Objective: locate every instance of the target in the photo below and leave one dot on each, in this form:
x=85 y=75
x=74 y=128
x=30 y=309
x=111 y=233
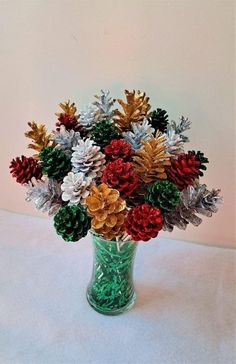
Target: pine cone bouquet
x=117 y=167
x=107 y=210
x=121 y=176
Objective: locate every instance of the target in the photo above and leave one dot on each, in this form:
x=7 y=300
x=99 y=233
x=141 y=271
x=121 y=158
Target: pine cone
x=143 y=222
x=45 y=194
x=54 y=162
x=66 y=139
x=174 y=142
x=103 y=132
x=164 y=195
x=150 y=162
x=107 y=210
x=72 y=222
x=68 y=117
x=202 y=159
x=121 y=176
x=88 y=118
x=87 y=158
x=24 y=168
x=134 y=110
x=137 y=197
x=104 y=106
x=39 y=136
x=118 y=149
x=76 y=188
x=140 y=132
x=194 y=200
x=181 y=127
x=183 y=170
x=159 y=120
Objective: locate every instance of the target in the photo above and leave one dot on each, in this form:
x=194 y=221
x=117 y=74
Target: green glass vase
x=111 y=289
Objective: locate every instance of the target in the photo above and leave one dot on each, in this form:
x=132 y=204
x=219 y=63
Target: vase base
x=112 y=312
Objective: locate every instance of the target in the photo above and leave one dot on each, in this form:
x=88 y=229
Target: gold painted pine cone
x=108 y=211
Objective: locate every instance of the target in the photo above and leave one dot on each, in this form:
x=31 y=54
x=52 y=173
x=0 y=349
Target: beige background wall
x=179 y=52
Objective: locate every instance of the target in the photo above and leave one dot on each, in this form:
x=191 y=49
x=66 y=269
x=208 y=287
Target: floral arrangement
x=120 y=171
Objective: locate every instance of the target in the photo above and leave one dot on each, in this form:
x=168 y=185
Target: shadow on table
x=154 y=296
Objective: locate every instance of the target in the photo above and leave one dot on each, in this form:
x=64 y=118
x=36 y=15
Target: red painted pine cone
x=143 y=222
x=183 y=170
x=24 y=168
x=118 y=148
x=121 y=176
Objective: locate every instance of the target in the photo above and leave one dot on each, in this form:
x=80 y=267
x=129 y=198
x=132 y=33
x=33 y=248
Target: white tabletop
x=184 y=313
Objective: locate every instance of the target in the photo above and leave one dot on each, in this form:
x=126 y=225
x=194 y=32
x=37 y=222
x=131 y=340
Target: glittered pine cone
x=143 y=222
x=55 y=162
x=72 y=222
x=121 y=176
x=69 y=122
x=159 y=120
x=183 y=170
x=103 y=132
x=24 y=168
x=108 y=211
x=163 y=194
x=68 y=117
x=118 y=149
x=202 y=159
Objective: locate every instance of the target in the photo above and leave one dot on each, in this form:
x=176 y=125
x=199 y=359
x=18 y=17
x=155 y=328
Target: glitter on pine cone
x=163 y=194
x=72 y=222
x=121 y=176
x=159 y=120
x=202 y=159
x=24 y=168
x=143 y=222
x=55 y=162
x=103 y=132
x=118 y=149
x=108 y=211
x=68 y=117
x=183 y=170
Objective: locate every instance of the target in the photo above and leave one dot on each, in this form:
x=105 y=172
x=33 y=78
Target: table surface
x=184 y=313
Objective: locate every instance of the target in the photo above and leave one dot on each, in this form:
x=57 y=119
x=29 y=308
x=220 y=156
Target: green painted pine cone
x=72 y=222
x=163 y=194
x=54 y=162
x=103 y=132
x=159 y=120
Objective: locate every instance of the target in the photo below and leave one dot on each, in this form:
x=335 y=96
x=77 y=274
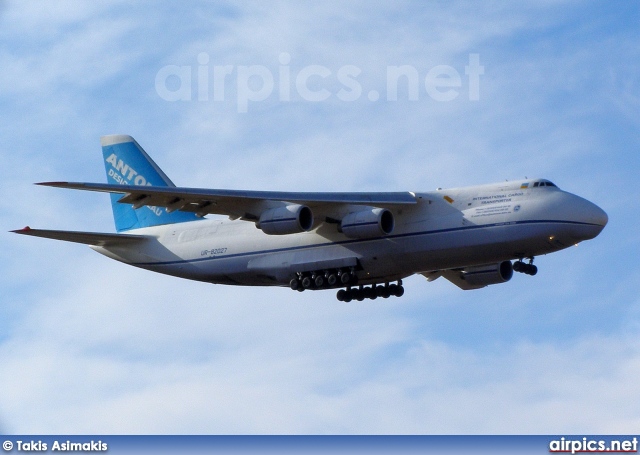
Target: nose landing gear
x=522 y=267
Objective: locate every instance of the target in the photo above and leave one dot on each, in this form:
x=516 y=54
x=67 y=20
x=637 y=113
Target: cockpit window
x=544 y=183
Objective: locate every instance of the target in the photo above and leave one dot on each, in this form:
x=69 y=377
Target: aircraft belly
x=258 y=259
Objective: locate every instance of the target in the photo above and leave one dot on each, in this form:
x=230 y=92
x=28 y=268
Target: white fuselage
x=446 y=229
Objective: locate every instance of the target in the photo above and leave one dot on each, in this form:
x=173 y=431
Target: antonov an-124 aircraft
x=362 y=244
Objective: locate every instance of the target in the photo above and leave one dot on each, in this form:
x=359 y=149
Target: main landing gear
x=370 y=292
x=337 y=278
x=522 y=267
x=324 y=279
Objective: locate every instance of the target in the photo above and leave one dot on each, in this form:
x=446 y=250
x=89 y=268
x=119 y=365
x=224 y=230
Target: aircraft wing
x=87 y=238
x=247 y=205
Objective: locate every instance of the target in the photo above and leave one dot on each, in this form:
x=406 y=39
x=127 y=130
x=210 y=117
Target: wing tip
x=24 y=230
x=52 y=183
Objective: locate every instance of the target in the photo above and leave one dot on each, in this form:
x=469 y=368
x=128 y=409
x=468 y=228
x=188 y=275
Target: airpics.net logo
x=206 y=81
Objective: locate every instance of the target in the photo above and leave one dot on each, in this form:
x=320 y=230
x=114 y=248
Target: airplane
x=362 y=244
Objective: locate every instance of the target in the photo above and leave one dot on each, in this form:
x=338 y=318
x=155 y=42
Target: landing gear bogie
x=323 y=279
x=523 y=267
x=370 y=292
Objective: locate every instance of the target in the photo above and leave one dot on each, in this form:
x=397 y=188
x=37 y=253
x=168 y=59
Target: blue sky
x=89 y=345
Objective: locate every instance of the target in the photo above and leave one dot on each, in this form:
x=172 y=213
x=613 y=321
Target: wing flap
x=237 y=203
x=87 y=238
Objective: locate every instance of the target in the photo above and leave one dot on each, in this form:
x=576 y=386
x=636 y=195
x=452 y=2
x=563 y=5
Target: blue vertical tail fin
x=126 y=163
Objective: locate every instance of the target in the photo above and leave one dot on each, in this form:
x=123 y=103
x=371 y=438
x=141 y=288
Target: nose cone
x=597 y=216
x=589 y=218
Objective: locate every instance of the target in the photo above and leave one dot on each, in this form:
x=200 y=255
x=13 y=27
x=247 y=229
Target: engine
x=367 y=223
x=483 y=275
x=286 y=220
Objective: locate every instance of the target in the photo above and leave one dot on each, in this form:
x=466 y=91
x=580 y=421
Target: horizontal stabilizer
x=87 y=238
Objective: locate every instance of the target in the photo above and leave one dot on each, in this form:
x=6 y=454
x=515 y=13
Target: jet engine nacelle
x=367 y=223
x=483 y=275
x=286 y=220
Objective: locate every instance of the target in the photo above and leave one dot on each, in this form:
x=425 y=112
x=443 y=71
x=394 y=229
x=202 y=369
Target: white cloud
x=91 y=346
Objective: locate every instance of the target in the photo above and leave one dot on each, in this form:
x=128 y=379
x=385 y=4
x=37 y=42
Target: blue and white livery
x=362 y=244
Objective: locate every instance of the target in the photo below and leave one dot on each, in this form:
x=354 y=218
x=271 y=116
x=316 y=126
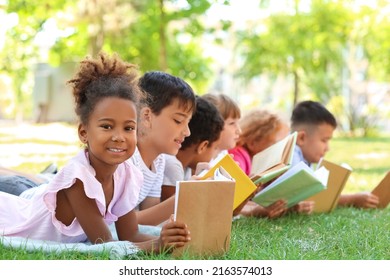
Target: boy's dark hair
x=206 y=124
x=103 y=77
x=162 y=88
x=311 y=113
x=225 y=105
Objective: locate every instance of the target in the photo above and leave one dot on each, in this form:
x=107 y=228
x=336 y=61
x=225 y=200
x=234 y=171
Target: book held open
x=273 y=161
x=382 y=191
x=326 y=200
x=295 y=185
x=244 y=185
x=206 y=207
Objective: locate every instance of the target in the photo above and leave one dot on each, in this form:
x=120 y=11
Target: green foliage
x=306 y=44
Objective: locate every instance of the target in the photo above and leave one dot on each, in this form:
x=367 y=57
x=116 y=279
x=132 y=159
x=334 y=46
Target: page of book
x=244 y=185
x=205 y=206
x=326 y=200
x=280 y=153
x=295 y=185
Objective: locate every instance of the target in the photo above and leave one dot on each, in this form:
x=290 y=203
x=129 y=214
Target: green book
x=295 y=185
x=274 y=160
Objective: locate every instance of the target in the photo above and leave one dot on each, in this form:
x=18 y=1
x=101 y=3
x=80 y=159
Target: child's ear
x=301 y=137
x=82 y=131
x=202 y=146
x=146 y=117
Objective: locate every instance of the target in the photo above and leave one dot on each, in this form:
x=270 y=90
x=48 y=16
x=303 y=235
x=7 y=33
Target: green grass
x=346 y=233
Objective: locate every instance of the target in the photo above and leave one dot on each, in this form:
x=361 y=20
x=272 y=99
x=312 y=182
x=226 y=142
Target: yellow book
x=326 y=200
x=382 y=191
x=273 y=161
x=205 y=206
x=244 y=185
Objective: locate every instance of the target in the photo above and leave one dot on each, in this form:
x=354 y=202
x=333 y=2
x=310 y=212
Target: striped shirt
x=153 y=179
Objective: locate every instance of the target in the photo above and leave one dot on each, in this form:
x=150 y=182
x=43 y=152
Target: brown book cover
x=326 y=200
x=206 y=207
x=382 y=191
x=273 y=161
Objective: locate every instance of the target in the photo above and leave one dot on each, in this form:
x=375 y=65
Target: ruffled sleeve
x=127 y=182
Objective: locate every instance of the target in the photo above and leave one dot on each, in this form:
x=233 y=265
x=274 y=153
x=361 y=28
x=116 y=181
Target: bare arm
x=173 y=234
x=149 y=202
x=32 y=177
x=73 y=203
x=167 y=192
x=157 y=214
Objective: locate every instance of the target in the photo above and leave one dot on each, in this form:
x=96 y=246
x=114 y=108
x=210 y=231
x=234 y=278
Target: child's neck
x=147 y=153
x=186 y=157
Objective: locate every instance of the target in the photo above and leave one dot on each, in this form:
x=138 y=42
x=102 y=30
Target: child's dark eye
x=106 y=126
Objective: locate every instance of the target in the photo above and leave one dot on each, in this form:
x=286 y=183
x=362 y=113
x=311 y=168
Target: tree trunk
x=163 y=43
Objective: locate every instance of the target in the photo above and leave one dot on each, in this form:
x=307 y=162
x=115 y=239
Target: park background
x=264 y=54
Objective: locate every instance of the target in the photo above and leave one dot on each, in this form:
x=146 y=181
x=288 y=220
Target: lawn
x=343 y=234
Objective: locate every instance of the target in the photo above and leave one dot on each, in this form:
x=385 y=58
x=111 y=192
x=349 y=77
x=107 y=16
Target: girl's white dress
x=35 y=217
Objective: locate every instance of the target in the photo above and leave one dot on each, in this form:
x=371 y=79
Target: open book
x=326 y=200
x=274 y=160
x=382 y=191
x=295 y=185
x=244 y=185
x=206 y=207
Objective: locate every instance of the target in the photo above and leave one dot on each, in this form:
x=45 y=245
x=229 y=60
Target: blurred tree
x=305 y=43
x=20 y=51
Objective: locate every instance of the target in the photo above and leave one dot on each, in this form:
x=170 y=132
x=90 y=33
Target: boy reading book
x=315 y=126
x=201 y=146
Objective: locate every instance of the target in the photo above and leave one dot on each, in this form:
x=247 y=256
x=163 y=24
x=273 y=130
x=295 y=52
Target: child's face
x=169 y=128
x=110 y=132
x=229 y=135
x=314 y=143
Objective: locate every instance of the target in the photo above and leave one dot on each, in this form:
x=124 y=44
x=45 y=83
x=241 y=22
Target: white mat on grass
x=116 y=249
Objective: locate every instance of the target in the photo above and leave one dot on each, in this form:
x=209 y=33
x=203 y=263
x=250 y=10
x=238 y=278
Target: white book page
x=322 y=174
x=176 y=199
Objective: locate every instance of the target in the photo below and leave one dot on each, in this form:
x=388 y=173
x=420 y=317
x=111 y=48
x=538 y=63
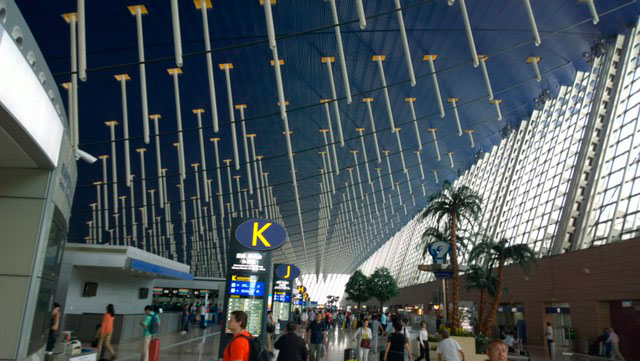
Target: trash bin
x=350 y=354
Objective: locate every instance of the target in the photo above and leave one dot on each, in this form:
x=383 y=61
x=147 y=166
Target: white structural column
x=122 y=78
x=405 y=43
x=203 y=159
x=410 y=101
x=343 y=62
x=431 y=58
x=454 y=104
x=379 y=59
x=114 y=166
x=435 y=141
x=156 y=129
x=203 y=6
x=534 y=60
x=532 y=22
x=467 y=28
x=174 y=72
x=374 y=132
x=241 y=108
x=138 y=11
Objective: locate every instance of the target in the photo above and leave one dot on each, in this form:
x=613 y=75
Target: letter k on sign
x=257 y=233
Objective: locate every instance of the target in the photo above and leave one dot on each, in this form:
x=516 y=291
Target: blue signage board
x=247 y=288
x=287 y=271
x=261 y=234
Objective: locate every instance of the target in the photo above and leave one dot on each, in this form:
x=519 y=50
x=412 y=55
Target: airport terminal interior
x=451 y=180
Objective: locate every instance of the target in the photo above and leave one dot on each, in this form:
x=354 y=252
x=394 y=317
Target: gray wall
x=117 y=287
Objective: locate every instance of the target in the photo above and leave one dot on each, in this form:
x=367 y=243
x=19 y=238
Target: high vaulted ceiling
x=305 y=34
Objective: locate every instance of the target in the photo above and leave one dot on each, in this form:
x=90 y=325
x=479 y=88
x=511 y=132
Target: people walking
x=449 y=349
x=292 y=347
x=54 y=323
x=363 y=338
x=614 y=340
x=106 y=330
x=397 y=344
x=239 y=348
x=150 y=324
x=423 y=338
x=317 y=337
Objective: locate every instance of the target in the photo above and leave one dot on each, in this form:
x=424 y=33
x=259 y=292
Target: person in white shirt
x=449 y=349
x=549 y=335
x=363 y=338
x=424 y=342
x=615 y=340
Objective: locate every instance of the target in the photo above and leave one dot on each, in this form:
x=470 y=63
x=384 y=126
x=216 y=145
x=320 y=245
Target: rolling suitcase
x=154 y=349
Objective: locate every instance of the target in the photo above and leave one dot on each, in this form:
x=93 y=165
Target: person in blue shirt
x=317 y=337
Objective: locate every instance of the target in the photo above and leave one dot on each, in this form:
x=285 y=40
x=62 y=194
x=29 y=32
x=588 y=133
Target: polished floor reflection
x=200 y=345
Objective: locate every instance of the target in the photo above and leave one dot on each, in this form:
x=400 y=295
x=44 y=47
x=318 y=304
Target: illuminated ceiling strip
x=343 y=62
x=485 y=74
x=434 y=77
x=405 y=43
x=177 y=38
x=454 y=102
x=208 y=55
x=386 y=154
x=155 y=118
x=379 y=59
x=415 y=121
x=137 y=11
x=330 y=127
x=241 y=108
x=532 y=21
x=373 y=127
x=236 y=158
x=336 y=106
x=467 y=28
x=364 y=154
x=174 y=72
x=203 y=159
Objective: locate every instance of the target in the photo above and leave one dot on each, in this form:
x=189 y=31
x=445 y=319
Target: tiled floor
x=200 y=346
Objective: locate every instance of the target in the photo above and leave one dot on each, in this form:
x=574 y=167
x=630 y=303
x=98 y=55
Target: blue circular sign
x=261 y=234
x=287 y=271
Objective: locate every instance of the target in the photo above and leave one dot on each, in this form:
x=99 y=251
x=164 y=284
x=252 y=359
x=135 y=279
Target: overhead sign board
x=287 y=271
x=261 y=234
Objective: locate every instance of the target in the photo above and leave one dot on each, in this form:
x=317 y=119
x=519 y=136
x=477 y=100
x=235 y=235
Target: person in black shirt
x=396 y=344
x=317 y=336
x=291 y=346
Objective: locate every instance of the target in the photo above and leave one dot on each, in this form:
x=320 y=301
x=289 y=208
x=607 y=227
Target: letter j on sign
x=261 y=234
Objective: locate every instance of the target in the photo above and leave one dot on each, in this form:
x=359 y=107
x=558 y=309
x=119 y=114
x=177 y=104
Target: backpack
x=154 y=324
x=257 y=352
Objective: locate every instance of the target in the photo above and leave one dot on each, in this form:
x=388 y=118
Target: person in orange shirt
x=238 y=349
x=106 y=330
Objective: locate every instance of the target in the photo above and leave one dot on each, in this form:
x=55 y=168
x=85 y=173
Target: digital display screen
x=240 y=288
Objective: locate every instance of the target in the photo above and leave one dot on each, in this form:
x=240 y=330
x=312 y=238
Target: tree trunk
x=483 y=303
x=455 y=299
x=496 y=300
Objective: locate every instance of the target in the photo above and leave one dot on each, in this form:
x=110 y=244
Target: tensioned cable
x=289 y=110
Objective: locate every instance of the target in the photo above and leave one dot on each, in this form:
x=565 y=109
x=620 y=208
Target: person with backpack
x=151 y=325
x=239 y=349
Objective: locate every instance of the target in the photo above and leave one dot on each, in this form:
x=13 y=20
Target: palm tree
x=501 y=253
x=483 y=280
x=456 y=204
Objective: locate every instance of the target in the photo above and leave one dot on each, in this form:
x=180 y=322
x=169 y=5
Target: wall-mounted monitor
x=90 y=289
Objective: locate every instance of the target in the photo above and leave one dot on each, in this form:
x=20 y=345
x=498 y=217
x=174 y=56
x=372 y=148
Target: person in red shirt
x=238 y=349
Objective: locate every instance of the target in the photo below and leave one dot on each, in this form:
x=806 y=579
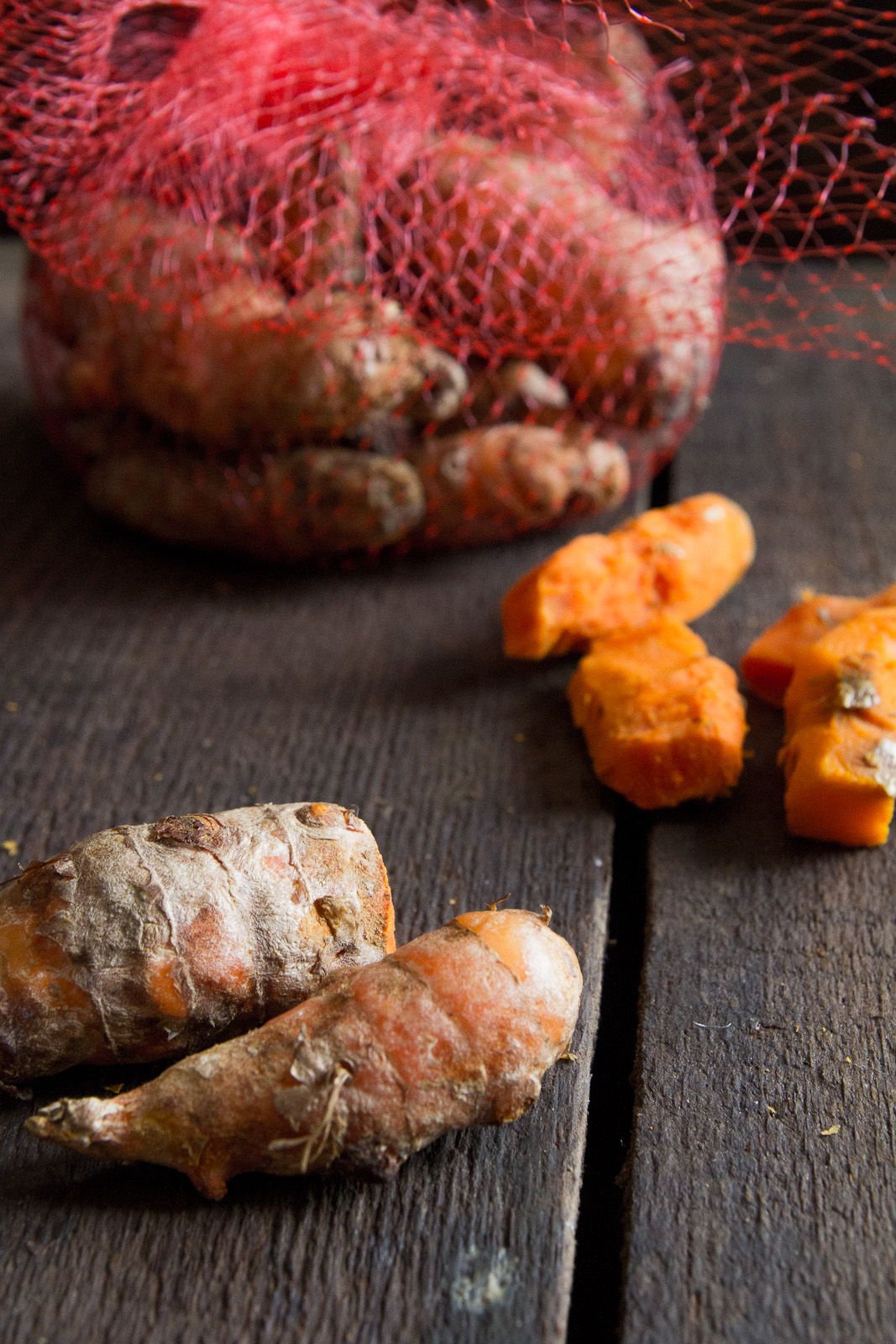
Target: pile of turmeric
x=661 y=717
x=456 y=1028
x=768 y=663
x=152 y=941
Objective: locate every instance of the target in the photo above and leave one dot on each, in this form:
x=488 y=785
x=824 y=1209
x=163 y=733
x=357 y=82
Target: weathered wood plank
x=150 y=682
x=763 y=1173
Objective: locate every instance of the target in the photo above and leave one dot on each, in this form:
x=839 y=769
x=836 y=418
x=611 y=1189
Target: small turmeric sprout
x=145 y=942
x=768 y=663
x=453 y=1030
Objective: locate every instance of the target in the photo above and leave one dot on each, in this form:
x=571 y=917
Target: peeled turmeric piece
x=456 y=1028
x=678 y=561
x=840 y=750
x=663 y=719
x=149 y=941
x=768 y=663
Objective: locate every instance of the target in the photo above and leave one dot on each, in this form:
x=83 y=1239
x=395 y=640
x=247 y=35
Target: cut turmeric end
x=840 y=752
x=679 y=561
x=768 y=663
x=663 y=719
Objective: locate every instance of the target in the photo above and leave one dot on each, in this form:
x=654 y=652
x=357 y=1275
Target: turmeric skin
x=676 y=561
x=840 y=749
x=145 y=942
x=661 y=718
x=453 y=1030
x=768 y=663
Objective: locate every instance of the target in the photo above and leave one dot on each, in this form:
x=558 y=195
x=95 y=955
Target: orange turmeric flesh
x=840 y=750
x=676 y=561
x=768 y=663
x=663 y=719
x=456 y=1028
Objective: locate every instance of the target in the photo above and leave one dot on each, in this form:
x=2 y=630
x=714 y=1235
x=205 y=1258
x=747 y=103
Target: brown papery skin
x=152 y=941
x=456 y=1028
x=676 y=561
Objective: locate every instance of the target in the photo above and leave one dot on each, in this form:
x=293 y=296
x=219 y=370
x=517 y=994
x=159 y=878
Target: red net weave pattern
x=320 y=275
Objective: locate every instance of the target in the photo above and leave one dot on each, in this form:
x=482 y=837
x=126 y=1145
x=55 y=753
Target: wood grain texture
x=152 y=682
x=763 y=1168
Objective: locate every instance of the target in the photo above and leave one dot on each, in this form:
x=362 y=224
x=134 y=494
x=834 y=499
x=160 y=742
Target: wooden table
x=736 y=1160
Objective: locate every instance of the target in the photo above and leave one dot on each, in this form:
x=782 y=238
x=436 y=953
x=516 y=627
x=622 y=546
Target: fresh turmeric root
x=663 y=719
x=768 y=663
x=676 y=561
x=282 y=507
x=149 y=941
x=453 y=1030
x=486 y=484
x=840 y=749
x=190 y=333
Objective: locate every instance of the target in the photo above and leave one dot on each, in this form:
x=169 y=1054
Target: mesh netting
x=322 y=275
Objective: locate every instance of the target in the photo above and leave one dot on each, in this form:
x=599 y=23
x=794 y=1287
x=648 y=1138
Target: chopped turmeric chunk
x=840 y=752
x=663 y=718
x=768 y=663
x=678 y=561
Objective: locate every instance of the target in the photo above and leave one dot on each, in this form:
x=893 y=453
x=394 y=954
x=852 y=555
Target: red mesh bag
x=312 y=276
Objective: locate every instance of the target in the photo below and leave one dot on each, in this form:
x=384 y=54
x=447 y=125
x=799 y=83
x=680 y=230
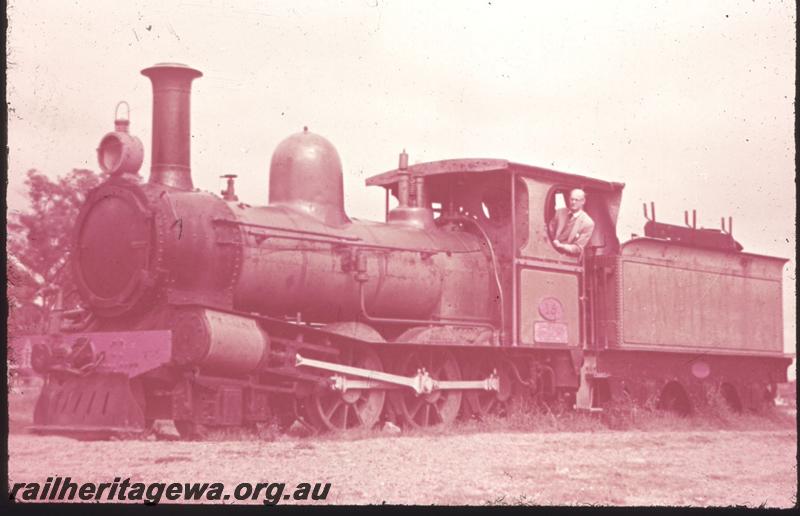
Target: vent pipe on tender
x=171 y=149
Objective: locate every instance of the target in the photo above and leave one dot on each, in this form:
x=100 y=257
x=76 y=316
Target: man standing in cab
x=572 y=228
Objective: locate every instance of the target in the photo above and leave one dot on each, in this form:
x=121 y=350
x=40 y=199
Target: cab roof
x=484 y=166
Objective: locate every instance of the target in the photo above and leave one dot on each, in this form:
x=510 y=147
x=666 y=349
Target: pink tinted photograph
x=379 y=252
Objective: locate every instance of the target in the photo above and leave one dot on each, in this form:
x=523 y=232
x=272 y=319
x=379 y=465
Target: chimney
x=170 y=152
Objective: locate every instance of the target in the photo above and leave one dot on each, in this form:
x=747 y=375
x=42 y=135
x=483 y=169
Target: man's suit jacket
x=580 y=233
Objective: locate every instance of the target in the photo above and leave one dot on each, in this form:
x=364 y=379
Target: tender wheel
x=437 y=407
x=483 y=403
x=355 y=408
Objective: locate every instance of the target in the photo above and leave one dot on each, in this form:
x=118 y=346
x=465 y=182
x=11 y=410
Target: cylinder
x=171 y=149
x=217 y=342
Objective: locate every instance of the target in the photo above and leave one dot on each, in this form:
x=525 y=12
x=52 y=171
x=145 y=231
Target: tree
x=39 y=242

************

WORK INSTRUCTIONS → List each line of the items above that contains the word "child", copying every such line in full.

EXERCISE RESPONSE →
Target: child's ear
Target: child's neck
Target: child's dark eye
Target: child's face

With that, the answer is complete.